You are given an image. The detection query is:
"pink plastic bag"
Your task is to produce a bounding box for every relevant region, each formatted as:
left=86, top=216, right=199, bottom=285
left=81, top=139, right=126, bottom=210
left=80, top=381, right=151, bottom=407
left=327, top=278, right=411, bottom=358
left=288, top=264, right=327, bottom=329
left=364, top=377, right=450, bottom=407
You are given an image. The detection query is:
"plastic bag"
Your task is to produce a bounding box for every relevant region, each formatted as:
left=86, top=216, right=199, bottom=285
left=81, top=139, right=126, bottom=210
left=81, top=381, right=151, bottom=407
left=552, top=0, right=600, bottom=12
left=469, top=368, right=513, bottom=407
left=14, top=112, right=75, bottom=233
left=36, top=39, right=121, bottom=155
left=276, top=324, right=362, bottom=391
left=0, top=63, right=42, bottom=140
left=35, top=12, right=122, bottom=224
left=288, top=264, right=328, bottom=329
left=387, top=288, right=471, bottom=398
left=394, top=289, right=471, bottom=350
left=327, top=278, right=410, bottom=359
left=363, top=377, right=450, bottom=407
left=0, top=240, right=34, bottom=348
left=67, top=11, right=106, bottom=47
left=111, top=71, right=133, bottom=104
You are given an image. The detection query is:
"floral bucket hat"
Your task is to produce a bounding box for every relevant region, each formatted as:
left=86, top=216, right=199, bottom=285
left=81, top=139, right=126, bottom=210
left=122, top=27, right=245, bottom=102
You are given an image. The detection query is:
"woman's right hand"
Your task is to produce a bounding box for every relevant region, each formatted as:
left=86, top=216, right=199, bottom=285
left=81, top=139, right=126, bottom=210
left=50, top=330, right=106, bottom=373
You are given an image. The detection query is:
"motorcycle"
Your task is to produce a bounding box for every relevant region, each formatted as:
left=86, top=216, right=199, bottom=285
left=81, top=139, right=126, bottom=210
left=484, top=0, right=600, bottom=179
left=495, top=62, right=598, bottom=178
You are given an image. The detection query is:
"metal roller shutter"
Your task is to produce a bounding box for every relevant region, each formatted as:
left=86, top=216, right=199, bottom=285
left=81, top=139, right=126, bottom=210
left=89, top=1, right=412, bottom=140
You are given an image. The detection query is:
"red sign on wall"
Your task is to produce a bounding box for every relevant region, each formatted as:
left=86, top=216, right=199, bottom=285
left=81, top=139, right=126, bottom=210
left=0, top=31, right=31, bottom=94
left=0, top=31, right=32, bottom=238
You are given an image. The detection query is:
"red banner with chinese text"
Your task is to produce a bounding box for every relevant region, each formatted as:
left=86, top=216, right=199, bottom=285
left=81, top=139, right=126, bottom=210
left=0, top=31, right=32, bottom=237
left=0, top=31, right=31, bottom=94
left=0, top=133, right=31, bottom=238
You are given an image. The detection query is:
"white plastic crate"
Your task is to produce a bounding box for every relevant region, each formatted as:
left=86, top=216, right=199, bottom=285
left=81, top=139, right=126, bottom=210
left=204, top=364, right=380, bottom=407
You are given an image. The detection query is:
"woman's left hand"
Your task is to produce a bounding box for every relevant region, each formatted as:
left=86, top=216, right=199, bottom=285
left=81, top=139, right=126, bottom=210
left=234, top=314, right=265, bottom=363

○ ○ ○ ○ ○

▶ _Task_:
Each line in the listing above is to be returned unchanged.

▶ _Exercise result_:
You are given an image. The detection query is:
"pink plastic bag"
Your task is to produce a bounding box for every relevant region, each formatted as:
left=86, top=216, right=199, bottom=285
left=81, top=139, right=126, bottom=210
left=80, top=381, right=151, bottom=407
left=327, top=278, right=411, bottom=358
left=288, top=264, right=327, bottom=329
left=364, top=377, right=450, bottom=407
You are given an image. The detection query is:
"plastic bag"
Your task is to produce a bounding box for every relevant region, each formatted as:
left=86, top=216, right=199, bottom=285
left=81, top=139, right=126, bottom=210
left=81, top=381, right=151, bottom=407
left=552, top=0, right=600, bottom=12
left=469, top=368, right=513, bottom=407
left=14, top=112, right=75, bottom=233
left=36, top=39, right=121, bottom=155
left=276, top=324, right=362, bottom=391
left=0, top=63, right=42, bottom=140
left=35, top=12, right=122, bottom=224
left=288, top=264, right=328, bottom=329
left=387, top=288, right=471, bottom=398
left=394, top=289, right=471, bottom=350
left=327, top=278, right=410, bottom=359
left=363, top=377, right=450, bottom=407
left=0, top=240, right=34, bottom=348
left=67, top=11, right=106, bottom=47
left=111, top=71, right=133, bottom=104
You are given an image. The detection query is:
"floral bucket hat"
Your task is to produce a bounding box for every relevant region, each formatted as:
left=86, top=216, right=199, bottom=285
left=81, top=139, right=126, bottom=210
left=122, top=27, right=245, bottom=102
You are given an image. The detection query is:
"woman's right hand"
Your task is to produce a bounding box for every relevant region, each formatted as:
left=86, top=216, right=199, bottom=285
left=81, top=139, right=126, bottom=210
left=50, top=330, right=106, bottom=373
You are given an image. The detection query is:
"motorcycle"
Your task is to produce a bounding box for every relevant region, each formatted as:
left=86, top=216, right=199, bottom=285
left=81, top=139, right=126, bottom=210
left=484, top=0, right=600, bottom=179
left=495, top=62, right=598, bottom=178
You are given an image. The detection query is:
"metal roller shutter"
Your task is to produce a bounding box for every relevant region, each formatted as:
left=86, top=216, right=199, bottom=285
left=81, top=139, right=126, bottom=210
left=89, top=1, right=412, bottom=140
You are given an image. The detection query is:
"red sign on wall"
Your task is to produce a bounding box for every relevant region, each formatted as:
left=86, top=216, right=199, bottom=285
left=81, top=139, right=126, bottom=210
left=0, top=31, right=31, bottom=94
left=0, top=31, right=32, bottom=238
You are given an image. The detection query is:
"red banner with chinese text"
Your task is to produce a bounding box for every relevant region, each formatted as:
left=86, top=216, right=199, bottom=285
left=81, top=139, right=126, bottom=210
left=0, top=31, right=32, bottom=237
left=0, top=31, right=31, bottom=94
left=0, top=133, right=31, bottom=238
You are given an image. The detection query is:
"white plastic crate"
Your task is to produce a bounding box for every relevant region, each formatted as:
left=86, top=216, right=199, bottom=285
left=81, top=139, right=126, bottom=210
left=204, top=364, right=380, bottom=407
You are given an image. The detection query is:
"woman's left hand"
Your task is to produce a bounding box for every relevant region, each formatted as:
left=86, top=216, right=199, bottom=285
left=81, top=139, right=126, bottom=210
left=234, top=314, right=265, bottom=363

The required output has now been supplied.